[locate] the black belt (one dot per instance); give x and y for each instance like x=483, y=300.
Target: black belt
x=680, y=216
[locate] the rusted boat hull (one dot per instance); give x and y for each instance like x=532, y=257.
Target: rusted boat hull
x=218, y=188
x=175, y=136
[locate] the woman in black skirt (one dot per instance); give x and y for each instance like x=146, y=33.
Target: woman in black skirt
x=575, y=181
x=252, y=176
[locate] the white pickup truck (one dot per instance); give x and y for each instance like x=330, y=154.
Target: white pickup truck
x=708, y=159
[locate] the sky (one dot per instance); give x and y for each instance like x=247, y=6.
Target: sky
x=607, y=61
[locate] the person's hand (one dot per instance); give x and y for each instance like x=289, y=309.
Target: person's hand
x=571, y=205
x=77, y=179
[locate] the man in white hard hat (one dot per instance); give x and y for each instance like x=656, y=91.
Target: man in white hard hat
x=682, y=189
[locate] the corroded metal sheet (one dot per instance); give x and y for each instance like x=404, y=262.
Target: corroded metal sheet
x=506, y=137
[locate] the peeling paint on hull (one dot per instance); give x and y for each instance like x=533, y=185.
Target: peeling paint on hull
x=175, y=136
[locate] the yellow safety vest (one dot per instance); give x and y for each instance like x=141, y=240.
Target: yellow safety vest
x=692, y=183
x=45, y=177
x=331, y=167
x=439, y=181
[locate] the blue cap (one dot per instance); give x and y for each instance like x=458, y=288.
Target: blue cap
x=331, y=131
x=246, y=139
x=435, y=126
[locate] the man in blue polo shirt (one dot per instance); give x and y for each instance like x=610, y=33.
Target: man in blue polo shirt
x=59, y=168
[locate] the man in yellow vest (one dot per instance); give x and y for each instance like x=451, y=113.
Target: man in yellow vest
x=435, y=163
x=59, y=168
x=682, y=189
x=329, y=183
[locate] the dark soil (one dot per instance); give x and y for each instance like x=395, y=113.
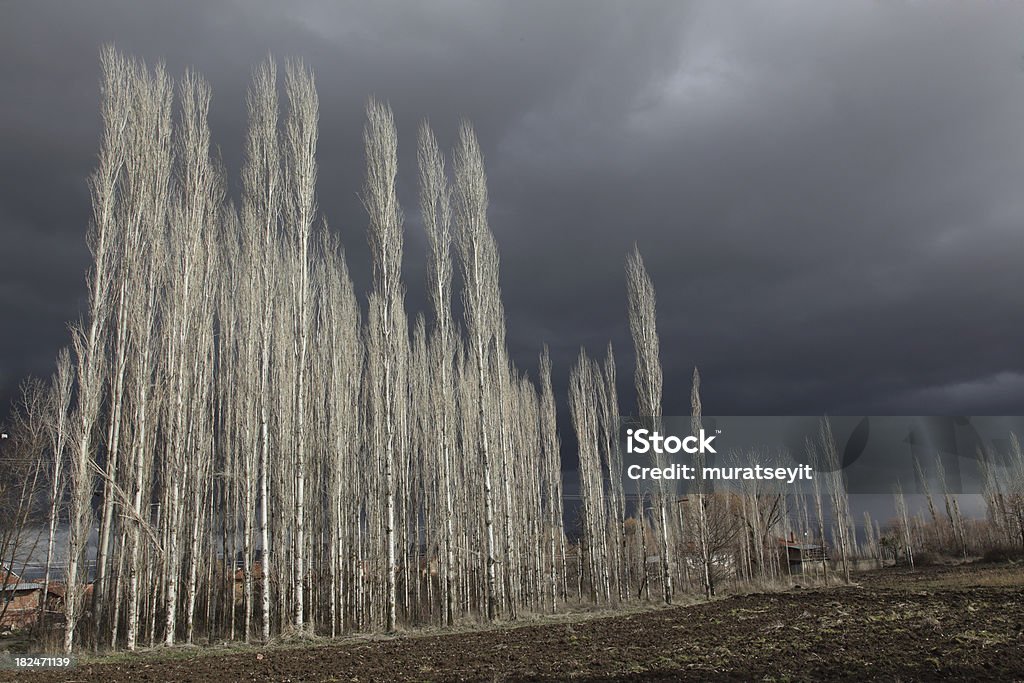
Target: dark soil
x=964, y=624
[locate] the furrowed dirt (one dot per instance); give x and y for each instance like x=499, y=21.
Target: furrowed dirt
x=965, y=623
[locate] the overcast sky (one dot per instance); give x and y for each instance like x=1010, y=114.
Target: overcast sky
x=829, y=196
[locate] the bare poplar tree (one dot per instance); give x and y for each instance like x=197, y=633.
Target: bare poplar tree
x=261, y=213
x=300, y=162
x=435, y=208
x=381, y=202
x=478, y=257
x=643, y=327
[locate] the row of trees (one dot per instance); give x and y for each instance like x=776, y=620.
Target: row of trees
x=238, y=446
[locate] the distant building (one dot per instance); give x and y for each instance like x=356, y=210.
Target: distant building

- [EXERCISE DIRECTIONS]: Reproduce the data above line for line, word for word, and omit the pictures.

- [OUTPUT]:
[locate] the black belt (one dot per instance); give x and y for each instance like x=483, y=300.
Target: black belt
x=680, y=216
[locate] the rusted boat hull (one dot per instance); give x and y for each instance like x=532, y=257.
Target: rusted boat hull
x=218, y=188
x=175, y=136
[locate] the woman in black skirt (one dot per instance); give x and y for each instance like x=146, y=33.
Target: woman in black skirt
x=575, y=181
x=252, y=176
[locate] the white pickup truck (one dot per instance); give x and y for each instance like x=330, y=154.
Target: white pickup truck
x=708, y=159
[locate] the sky (one dot per instance); give x and y for each instance like x=247, y=6.
Target: sky
x=607, y=61
[locate] the person's hand (one dot per instance); give x and y for each instance like x=289, y=309.
Target: person's hand
x=571, y=205
x=77, y=179
[locate] the man in white hard hat (one dot per instance); give x and y for each instance like x=656, y=91.
Target: man in white hard hat
x=682, y=189
[locate] the corroded metal sheet (one dot per instance); give x and y for each instance like x=404, y=262.
Target: corroded metal sheet
x=506, y=137
[locate] the peeling paint on hull (one dot per instance); give x and y for each instance like x=533, y=185.
Target: peeling paint on hull
x=175, y=136
[locate] the yellow safety vest (one dot per instance); give x and y for each instance like x=141, y=240.
Target: yellow safety vest
x=692, y=183
x=45, y=177
x=331, y=167
x=439, y=181
[locate] the blue cap (one dot per instance); give x and y for each instance like x=458, y=288.
Target: blue cap
x=331, y=131
x=246, y=139
x=435, y=126
[locate] the man in blue polo shirt (one dot per instance); give x and y for each instance like x=610, y=33.
Target: man in blue polo shirt
x=59, y=168
[locate] the man in yellow vest (one dot per instance); give x and y for each instance like x=451, y=113.
Target: man in yellow vest
x=435, y=163
x=59, y=168
x=682, y=189
x=329, y=183
[locate] the dark soil (one dot per instance); give x and y for each instance like x=395, y=113.
Target: dark soil
x=964, y=624
[locate] the furrowed dirt (one dot per instance); give x and y for each instance like x=499, y=21.
Target: furrowed dirt
x=965, y=623
[locate] the overcast sky (one dot per instance); give x and y for each instance like x=1010, y=114.
Target: overcast sky
x=829, y=196
[locate] the bare poplar tree (one dot per instance); give x and y for each instance like x=197, y=633.
Target: bare poplar tree
x=261, y=213
x=300, y=162
x=435, y=208
x=381, y=202
x=478, y=257
x=643, y=327
[locate] the row of trees (one dot per instance); give x and y for each instance like x=776, y=620.
Target: row of trees
x=238, y=446
[locate] the distant building (one dot per instance); give x and y for each instance like x=356, y=210.
Target: distant building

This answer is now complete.